======== Text block

I have a tendency to rely too much on subtext as a shortcut, but we live in a low-context culture, not in a high-context one - people here don't reflexively decode symbols to that level. I need to play up the Daoist aspects of Klein's story, why he had to be a skunk rather than something else. I need to eventually make him confront the clothing industry's practices that basically spurs on his story more directly than simply by escaping from it, and by extension all judgments about others based on their clothes "making the man" and appearances in general (tying it to Rakim's thematic). I need to make the contrast between poetic animism and Boko's collecting as a metaphor for the rejection of the accumulation of capitalism more explicit. I need to follow Klein's trajectory from Boko to Brazil back to the Bolgia, and expand on Bridges and Fugue's backstory in their own chapter, because they have relevant repercussions later on.
The metaphor of Bridges the otter "getting at" what's good in an "urchin" who can be "hard to approach, but with a chewy center" needs to be spelled out, the "object" theme explored through Fugue's stitching practice on plushies, and the "precision" aspect of his OCD should be a logical factor in why he eventually refuses to "let God sort them out" even when Atlan tells him to do so. Klein being responsible for someone losing an arm makes his story a great complement to Rakim's, just as being queer religious immigrants connects Rakim to Mano. Mandrake also needs an "origin" chapter, where I talk more about his spiritual, family and professional struggles, and describe his resulting humanizing approach to logotherapy. I need to talk about him being a Jewish otter, thus refusing to eat shellfish - the favorite food of otters! - even though he's a homosexual, to emphasize the ironic frequency of the opposite leeway/strictness interpretations, plus gay history with therapy. Diaz is important because what happens to him through Boko is the "dark" version of what happens to Rakim through Ogun.
I need to actually talk about what's similar but very different between Fishism and candomble! Or the opportunity to have Klein fight the Fishist lobster is practically wasted, beyond a more cursory stab at determinism. And yes, the red fish Betta from Flame War is the same one who attacks Soma in Before A Fall. She starts out as a 'good' or at least neutral character, deliberately to become a villain in the second half, to show how becoming deeply embittered can take someone from passionate activist to rampaging sociopath without really noticing where the shift is happening to you. I don't want the Fishists - I didn't include that as the name but that will definitely be it - to come across as random nutjobs, since on some level I'm comparing every religion at its inception to them. I want them to come across as legitimately pissed off, but not really knowing what to do about it, so latching on to something that comes along that tells them what that could be, even if it might be "questionable," because all belief has to negotiate to which extent that compromise is acceptable or not.

================
======== Information shown

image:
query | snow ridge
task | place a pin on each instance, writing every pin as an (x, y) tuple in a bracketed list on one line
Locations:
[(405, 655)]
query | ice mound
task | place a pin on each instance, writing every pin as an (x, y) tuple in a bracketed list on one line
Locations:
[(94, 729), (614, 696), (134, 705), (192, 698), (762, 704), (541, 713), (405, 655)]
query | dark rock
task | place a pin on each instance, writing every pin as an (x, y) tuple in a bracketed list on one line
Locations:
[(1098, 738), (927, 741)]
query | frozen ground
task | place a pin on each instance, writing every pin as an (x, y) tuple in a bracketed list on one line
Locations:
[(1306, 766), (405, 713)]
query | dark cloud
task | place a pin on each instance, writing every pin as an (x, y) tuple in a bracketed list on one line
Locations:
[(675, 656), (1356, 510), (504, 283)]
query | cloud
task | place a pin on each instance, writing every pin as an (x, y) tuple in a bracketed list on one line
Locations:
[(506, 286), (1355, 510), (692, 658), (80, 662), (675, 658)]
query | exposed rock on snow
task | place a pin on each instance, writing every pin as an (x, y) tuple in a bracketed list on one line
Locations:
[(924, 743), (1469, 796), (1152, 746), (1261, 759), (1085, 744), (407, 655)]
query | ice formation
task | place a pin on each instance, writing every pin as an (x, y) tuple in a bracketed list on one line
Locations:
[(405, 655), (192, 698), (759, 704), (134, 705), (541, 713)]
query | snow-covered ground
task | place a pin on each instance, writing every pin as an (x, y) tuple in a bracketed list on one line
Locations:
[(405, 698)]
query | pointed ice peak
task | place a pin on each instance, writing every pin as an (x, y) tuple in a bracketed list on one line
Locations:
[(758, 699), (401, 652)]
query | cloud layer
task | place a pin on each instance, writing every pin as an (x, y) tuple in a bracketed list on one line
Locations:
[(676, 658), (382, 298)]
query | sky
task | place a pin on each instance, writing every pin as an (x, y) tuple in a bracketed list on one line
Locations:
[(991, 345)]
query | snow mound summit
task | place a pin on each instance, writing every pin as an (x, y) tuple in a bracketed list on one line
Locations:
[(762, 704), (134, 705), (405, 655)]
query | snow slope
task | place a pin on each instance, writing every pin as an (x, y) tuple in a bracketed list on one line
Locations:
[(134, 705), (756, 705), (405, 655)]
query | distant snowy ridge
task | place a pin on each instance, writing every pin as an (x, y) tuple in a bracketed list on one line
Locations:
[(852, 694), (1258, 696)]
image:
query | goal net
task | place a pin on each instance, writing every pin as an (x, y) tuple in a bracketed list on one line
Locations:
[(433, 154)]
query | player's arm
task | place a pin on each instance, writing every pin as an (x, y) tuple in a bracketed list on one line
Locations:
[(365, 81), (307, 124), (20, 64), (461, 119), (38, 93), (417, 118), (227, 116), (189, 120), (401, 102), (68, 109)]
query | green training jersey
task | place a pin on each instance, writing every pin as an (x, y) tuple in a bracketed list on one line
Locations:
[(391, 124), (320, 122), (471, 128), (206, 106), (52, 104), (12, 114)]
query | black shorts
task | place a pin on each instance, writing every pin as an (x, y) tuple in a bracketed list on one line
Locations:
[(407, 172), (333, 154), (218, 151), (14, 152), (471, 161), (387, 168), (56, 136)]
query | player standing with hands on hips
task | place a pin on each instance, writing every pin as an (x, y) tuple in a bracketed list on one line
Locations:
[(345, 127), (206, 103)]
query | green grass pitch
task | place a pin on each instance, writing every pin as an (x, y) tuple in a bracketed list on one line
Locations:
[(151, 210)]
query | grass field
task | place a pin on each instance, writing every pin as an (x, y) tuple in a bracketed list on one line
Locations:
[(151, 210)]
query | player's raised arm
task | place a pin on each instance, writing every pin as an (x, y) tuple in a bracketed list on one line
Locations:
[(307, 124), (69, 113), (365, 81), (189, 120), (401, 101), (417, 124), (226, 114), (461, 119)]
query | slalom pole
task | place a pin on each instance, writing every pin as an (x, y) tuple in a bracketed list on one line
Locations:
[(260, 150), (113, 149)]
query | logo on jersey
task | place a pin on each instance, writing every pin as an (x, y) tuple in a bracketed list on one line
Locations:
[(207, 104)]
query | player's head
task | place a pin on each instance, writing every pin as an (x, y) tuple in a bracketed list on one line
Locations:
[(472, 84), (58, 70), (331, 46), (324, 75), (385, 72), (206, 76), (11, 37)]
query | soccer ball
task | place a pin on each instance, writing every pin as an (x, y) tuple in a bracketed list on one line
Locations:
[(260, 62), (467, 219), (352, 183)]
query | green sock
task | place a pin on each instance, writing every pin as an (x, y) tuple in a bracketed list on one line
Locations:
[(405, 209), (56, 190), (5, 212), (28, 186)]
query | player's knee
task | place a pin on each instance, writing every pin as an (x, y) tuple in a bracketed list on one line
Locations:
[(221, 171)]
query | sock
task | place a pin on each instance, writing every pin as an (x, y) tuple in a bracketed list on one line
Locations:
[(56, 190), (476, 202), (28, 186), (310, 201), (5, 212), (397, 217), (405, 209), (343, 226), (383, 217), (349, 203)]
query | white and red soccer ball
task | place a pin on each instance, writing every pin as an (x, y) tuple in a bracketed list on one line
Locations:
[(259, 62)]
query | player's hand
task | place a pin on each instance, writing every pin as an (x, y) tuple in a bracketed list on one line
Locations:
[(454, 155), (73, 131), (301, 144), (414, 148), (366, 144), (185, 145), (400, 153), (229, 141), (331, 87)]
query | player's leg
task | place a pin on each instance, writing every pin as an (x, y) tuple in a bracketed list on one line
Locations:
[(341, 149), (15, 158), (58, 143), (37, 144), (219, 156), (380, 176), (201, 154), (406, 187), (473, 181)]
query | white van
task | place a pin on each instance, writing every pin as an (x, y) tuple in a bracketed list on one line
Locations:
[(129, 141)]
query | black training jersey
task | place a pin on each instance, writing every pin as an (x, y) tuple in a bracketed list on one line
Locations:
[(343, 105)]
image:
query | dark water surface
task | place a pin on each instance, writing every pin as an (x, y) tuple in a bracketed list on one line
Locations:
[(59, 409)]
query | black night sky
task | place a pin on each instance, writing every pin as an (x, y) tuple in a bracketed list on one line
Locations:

================

**Task directions**
In the revision notes, in which work does the red fish Betta attack Soma? The listing is separate material, unrelated to the revision notes.

**Answer**
Before A Fall.